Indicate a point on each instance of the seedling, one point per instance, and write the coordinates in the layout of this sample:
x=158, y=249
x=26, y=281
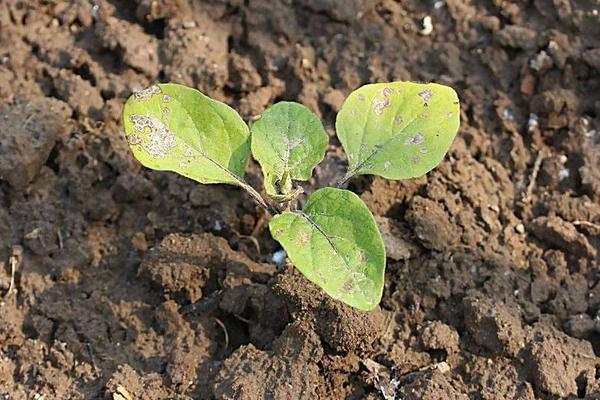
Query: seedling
x=396, y=130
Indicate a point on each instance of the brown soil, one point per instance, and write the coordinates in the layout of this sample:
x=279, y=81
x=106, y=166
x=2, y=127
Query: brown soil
x=142, y=284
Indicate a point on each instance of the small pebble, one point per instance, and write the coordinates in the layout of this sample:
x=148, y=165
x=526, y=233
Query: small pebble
x=520, y=228
x=427, y=26
x=279, y=257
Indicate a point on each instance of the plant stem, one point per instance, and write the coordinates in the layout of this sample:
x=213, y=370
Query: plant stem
x=256, y=196
x=346, y=178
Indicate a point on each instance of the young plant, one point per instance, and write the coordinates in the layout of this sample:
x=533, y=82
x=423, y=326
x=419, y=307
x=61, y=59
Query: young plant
x=397, y=130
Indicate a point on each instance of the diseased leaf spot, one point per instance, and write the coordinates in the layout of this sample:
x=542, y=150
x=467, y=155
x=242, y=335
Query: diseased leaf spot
x=415, y=139
x=386, y=92
x=154, y=137
x=380, y=104
x=426, y=95
x=146, y=94
x=304, y=238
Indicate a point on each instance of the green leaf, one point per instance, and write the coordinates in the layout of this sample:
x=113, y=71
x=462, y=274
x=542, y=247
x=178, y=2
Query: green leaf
x=288, y=141
x=175, y=128
x=336, y=244
x=398, y=130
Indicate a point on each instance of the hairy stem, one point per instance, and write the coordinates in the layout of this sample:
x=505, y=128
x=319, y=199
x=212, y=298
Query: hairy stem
x=257, y=197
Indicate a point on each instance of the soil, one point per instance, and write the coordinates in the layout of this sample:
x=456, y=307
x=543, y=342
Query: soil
x=137, y=284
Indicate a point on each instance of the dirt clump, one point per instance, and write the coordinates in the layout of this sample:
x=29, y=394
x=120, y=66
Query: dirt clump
x=289, y=371
x=494, y=326
x=559, y=364
x=341, y=327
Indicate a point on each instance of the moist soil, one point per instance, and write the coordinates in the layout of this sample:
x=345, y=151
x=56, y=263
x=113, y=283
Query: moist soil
x=138, y=284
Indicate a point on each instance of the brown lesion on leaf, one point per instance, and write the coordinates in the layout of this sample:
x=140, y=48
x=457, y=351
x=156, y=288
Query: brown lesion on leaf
x=152, y=135
x=146, y=94
x=417, y=138
x=426, y=96
x=383, y=101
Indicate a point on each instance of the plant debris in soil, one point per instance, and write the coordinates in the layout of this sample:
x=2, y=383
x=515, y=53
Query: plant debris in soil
x=141, y=284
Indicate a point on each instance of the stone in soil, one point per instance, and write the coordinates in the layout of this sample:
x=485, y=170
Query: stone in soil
x=29, y=128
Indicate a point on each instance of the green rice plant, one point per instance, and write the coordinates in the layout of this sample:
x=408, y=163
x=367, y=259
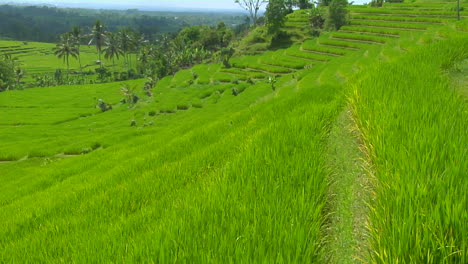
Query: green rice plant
x=360, y=37
x=414, y=127
x=384, y=31
x=404, y=12
x=312, y=45
x=415, y=26
x=344, y=44
x=398, y=18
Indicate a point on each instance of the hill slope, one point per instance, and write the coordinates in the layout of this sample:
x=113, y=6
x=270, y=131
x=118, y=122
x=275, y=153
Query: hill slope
x=224, y=166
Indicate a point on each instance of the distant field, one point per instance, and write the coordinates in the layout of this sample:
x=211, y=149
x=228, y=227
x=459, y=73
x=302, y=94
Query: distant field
x=37, y=58
x=343, y=147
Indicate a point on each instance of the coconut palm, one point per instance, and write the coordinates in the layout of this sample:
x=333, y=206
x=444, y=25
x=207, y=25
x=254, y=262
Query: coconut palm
x=112, y=49
x=138, y=42
x=66, y=48
x=77, y=35
x=126, y=43
x=98, y=36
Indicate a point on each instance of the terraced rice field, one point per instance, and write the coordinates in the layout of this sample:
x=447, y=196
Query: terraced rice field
x=223, y=166
x=37, y=58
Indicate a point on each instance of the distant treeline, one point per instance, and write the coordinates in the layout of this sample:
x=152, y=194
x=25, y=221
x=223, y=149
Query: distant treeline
x=45, y=24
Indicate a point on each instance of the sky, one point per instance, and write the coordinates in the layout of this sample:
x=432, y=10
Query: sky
x=143, y=4
x=127, y=4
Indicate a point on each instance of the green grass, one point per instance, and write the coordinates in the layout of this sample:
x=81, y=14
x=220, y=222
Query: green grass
x=219, y=166
x=416, y=135
x=37, y=58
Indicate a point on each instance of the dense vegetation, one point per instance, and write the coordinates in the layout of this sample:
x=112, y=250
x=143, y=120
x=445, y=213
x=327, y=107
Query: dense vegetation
x=337, y=146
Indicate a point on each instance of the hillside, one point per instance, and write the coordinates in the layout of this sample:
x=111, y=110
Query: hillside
x=346, y=148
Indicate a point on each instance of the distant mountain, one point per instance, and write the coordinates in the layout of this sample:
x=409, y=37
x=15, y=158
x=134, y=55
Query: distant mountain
x=120, y=5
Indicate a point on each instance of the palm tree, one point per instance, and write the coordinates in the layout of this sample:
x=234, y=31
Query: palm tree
x=65, y=49
x=98, y=36
x=77, y=35
x=112, y=49
x=138, y=42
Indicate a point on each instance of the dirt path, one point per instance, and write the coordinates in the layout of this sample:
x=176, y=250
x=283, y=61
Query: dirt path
x=350, y=188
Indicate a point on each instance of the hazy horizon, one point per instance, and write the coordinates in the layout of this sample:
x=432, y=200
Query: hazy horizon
x=139, y=4
x=153, y=5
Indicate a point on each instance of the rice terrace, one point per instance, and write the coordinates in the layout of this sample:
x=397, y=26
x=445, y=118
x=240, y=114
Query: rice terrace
x=280, y=131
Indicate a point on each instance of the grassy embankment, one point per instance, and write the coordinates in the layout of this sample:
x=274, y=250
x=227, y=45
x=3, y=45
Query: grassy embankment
x=207, y=176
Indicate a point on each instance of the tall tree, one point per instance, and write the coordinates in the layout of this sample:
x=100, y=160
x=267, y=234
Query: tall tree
x=275, y=15
x=98, y=36
x=66, y=48
x=112, y=49
x=252, y=6
x=126, y=43
x=77, y=35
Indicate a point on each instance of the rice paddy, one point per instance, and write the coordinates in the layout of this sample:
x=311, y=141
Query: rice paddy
x=242, y=164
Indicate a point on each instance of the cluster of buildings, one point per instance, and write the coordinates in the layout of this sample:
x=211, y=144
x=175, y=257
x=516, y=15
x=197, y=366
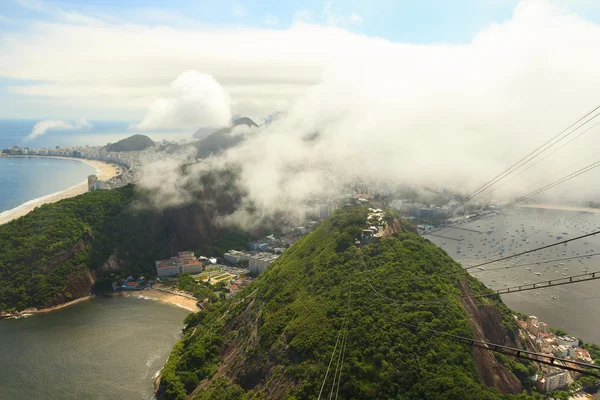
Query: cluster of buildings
x=566, y=347
x=258, y=261
x=185, y=261
x=127, y=159
x=375, y=227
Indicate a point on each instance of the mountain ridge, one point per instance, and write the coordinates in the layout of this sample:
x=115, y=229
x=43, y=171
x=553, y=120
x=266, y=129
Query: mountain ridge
x=132, y=143
x=274, y=340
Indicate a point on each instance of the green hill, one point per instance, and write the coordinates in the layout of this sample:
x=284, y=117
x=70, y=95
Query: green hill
x=132, y=143
x=62, y=251
x=221, y=139
x=274, y=340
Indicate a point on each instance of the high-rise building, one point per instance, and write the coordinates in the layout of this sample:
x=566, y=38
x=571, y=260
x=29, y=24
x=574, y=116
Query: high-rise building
x=91, y=180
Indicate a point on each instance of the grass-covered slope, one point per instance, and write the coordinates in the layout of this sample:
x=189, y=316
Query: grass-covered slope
x=275, y=339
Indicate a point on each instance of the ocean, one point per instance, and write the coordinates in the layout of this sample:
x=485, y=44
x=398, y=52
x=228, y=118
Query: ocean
x=13, y=132
x=26, y=179
x=104, y=348
x=572, y=308
x=23, y=179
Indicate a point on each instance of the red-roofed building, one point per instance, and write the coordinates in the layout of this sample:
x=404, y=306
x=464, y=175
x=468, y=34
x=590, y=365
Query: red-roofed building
x=185, y=262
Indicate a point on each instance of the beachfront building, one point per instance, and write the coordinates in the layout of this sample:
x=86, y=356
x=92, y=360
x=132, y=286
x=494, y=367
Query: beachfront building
x=185, y=261
x=234, y=256
x=91, y=181
x=257, y=263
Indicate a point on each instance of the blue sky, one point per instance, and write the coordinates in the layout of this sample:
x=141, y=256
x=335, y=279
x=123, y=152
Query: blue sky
x=115, y=59
x=423, y=21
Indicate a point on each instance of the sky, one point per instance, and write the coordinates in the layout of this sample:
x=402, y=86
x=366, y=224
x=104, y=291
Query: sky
x=113, y=59
x=440, y=93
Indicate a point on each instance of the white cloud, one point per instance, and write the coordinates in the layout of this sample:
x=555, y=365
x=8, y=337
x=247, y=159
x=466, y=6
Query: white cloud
x=335, y=18
x=302, y=15
x=238, y=9
x=42, y=127
x=196, y=100
x=34, y=5
x=447, y=115
x=271, y=19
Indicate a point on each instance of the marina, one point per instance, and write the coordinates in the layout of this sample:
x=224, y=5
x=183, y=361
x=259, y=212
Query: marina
x=568, y=307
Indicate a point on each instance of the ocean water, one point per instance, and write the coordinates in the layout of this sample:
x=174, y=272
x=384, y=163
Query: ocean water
x=572, y=308
x=105, y=348
x=26, y=178
x=13, y=132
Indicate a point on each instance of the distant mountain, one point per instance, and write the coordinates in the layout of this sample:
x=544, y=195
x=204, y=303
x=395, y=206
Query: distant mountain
x=202, y=132
x=221, y=139
x=132, y=143
x=277, y=338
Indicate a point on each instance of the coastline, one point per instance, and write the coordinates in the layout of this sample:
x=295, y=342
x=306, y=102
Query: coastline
x=173, y=299
x=560, y=208
x=105, y=171
x=186, y=302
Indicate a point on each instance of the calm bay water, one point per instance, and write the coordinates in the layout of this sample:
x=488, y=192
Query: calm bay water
x=575, y=307
x=105, y=348
x=26, y=178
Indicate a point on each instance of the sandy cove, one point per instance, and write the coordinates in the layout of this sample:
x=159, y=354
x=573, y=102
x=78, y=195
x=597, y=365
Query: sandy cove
x=104, y=171
x=181, y=301
x=559, y=207
x=184, y=301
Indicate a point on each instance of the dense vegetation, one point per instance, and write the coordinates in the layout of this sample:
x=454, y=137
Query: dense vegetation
x=275, y=338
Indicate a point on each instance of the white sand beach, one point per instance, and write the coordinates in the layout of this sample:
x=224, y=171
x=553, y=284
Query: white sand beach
x=104, y=171
x=560, y=207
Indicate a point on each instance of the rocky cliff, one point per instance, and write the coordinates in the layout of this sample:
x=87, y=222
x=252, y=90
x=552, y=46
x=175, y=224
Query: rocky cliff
x=282, y=336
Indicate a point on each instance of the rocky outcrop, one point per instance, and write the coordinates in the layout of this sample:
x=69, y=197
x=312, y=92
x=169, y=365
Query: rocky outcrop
x=66, y=254
x=79, y=284
x=487, y=326
x=112, y=263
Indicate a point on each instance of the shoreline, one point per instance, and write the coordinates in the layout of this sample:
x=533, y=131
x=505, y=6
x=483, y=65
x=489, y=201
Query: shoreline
x=169, y=298
x=560, y=207
x=187, y=303
x=105, y=171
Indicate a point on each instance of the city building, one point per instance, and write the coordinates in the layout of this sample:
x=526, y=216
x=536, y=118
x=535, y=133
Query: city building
x=185, y=261
x=98, y=185
x=235, y=256
x=91, y=180
x=257, y=263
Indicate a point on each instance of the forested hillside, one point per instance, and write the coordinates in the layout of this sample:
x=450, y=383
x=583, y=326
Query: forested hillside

***

> _Exercise details_:
Can you rewrite the lines from the first one through the line with "x=304, y=238", putting "Target" in place of "Query", changing nothing else, and leaving out the pictures?

> _Answer for the task_:
Indicate a point on each instance of the seedling, one point per instance, and write the coordinates in the layout of this sample:
x=158, y=249
x=26, y=281
Target: seedling
x=396, y=130
Indicate a point on each instance of the brown soil, one point per instance, and write the coordinates in the layout of this sample:
x=279, y=81
x=106, y=166
x=2, y=127
Target: brown soil
x=142, y=284
Indicate a point on each instance of the small pebble, one point per instance, and write the coordinates in the layout of this sample:
x=148, y=165
x=526, y=233
Target: small pebble
x=520, y=228
x=427, y=26
x=279, y=257
Indicate a point on each instance of the plant stem, one point per instance, and write the coordinates in the layout of this sample:
x=213, y=370
Target: plant stem
x=256, y=196
x=346, y=178
Indicate a point on each instance of the young plant, one point per instance, and write the coordinates in the layout of this sample:
x=533, y=82
x=423, y=326
x=419, y=307
x=61, y=59
Target: young plant
x=397, y=130
Indicate a point on each instance of the diseased leaf spot, one point per instance, and write the coordinates in the layout of this sample:
x=542, y=150
x=467, y=155
x=242, y=335
Target: diseased leaf spot
x=415, y=139
x=386, y=92
x=154, y=137
x=380, y=104
x=426, y=95
x=146, y=94
x=304, y=238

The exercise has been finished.